EXERCISE PROMPT: Please go line by line through the material and copy each one containing the word "JSON".

DATA FOR THIS TASK:
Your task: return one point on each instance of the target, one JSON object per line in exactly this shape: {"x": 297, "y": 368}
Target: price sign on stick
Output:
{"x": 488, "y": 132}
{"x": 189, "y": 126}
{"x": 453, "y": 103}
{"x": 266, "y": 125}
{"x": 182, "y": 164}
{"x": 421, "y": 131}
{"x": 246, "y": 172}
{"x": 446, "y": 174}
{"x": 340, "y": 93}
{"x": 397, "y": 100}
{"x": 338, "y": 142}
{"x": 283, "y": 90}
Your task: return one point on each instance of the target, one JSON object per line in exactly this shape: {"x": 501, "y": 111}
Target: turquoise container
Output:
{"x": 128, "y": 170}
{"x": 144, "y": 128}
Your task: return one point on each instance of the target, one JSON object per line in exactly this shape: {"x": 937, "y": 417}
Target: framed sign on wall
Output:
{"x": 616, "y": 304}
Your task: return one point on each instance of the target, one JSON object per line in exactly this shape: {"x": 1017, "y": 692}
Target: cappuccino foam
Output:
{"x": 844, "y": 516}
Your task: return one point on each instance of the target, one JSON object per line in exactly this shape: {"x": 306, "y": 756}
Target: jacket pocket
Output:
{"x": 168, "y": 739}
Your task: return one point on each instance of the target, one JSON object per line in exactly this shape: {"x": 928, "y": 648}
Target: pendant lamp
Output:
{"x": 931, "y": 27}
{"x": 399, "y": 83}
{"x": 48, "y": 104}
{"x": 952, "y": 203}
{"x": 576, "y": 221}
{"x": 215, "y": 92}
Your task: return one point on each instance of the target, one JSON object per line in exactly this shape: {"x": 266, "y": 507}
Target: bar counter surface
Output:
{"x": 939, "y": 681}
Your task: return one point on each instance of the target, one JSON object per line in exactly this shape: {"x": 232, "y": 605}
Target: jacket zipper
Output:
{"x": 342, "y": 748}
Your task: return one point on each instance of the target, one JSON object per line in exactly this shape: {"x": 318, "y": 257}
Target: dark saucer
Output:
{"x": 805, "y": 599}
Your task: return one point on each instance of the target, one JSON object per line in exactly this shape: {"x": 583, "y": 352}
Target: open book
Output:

ANSWER TO THIS TASK:
Your task: return one point on each instance of the target, one JSON object per line in exactly this shape: {"x": 297, "y": 368}
Your task: return one point on each instance of the target, one JSON object per line in exactly this shape: {"x": 501, "y": 111}
Your task: return one point on each instance of the target, one JSON object per line in exactly this shape: {"x": 937, "y": 417}
Your task: return one point on each instance of the target, one JSON object per line in exactly this shape: {"x": 1017, "y": 692}
Your task: return one point on each instance of the target, one JSON object per line in exactly this shape: {"x": 306, "y": 756}
Your task: return one point on each instance of the target, one JSON object per line in exactly this shape: {"x": 928, "y": 648}
Your task: return one point on each instance of the target, one JSON object per line in exactly this shape: {"x": 266, "y": 507}
Your task: return one point on each instance of the target, one JSON object per line in exactly this shape: {"x": 232, "y": 605}
Your task: return one point on each instance of the target, one JSON object per line in exactly this shape: {"x": 318, "y": 257}
Your task: return one point on each instance of the target, one JSON object per line in exactly this shape: {"x": 583, "y": 352}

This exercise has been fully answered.